[Data lines]

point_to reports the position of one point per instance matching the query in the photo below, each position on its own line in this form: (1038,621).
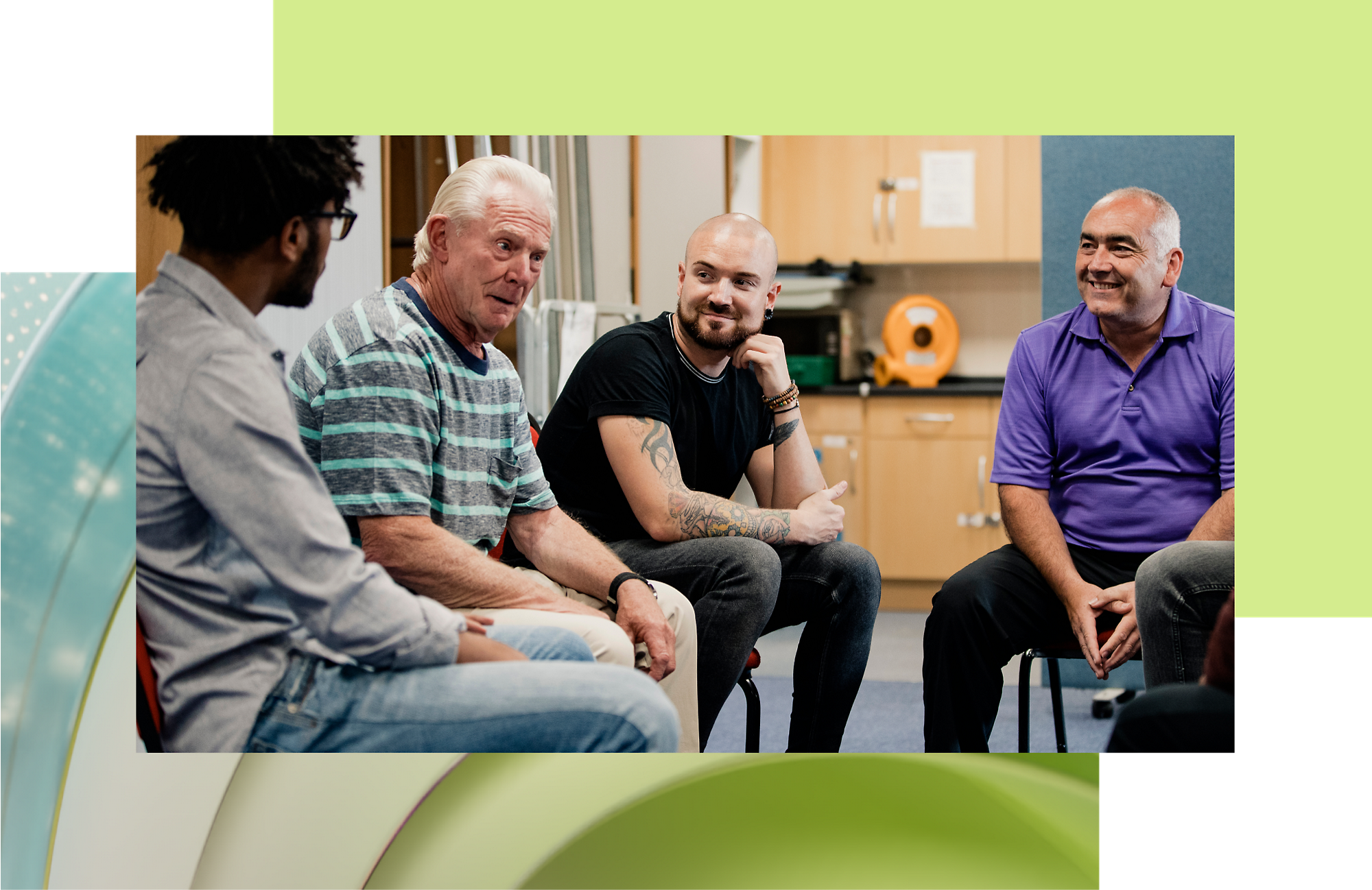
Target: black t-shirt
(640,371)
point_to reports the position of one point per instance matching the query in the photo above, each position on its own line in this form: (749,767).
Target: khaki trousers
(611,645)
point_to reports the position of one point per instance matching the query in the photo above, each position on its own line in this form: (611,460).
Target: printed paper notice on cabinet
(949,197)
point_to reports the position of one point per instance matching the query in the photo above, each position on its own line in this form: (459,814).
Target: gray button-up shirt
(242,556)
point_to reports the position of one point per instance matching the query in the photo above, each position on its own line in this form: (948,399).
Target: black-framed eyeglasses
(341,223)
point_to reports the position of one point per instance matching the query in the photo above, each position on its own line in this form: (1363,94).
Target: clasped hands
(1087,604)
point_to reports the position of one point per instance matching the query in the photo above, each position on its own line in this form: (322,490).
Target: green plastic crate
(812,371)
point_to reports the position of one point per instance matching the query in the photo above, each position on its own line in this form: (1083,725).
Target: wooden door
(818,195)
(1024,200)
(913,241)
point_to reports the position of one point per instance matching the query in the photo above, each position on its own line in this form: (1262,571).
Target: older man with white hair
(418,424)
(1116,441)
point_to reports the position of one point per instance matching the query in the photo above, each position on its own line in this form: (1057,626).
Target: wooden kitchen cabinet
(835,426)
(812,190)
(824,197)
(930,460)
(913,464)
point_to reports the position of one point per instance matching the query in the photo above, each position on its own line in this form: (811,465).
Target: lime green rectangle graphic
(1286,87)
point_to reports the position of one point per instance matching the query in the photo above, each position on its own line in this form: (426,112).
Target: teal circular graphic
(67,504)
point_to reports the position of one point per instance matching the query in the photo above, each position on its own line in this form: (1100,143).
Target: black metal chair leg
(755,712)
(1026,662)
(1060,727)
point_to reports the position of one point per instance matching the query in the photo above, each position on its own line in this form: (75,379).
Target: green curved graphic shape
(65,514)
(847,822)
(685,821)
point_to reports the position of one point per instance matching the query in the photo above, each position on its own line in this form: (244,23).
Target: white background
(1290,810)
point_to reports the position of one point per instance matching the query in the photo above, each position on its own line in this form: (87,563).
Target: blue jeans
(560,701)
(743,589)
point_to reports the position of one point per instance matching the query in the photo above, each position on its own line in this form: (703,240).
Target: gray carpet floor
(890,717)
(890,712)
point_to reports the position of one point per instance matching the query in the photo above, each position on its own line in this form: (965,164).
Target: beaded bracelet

- **Objective**:
Write out all of the material above word for word, leaving the pictures out.

- **Problem solution**:
point_to reports the position of one point per instance matching the query in the photo below, each position on its own line in this form: (1038,621).
Target: black t-shirt
(640,371)
point_to reports the position of one point per instance matching the query in the photo above, each position on its own line in this form: (749,767).
Target: khaki trousers
(611,645)
point_to reports the position of one point per instance matching the query in the photo above, each position on its own line in this form: (611,460).
Target: printed paper notice on cabinet
(949,197)
point_to reports the position of one point per instance matching the query in the photo above, each position on its own line in this form: (459,814).
Target: gray button-up shirt
(242,556)
point_to reports the position of one point per instance matching the query in the photo above, each position on its own line in this form: (948,399).
Target: black-framed eyeglasses
(341,223)
point_to reports the position of one point per instance matching the query in the photo above, each position on its own line in this form: (1363,94).
Target: clasped hands
(1087,604)
point_to reports the position of one point per instance matching the query in the photo above, each position on its own line in this form: (322,490).
Target: green plastic crate
(812,371)
point_to reports the position of one point per instance matching the query in the photo above, each position on its own line in this form: (1083,725).
Target: wooden door
(818,195)
(1024,200)
(913,241)
point_to reports the position of one point per instance matching the query in the photo above, each position on its own line in this form: (1262,571).
Target: older man with white hair
(418,424)
(1116,441)
point_to reports the position of one point per instance matching the query in the photo above, each position on its own line in this form: (1057,626).
Target: wooden kitchen cabinet
(835,426)
(812,190)
(824,197)
(930,460)
(913,464)
point_to reports the position of one point per instance matching the query in the photo above, each position on its own line in this form: (811,465).
Target: lime green rectangle graphic
(1286,87)
point_to reports the position of one point per instance matching the query in the photo above, each position on its own line in this form: (426,112).
Target: teal circular graphic
(67,504)
point_to reports the position of one point per instance matching the query in the photo above, each position on its own line in this form: (1100,143).
Target: black metal chair leg
(755,712)
(1026,662)
(1060,727)
point_to reports the position of one point per instance matching the query in the photo above, each position on its own line in this form: (75,379).
Target: green curved graphic shape
(65,514)
(847,822)
(685,821)
point_to reports the position of one point per instance matching the query in the photo above, each position on its own line in this form: (244,23).
Target: white background
(1290,810)
point_to reports the position of one point per instance matching the query in the photo above, each position on its own line in this form: (87,563).
Target: blue jeans
(560,701)
(743,589)
point_to reports the position of one point per instance matching the query in the photo above, each position on its own line in this form: (703,240).
Target: gray carpet floor
(890,717)
(890,712)
point_to reports the position of one point per instance matching the query in the photo above, each position on its own line in this form: (965,164).
Target: beaded bracelet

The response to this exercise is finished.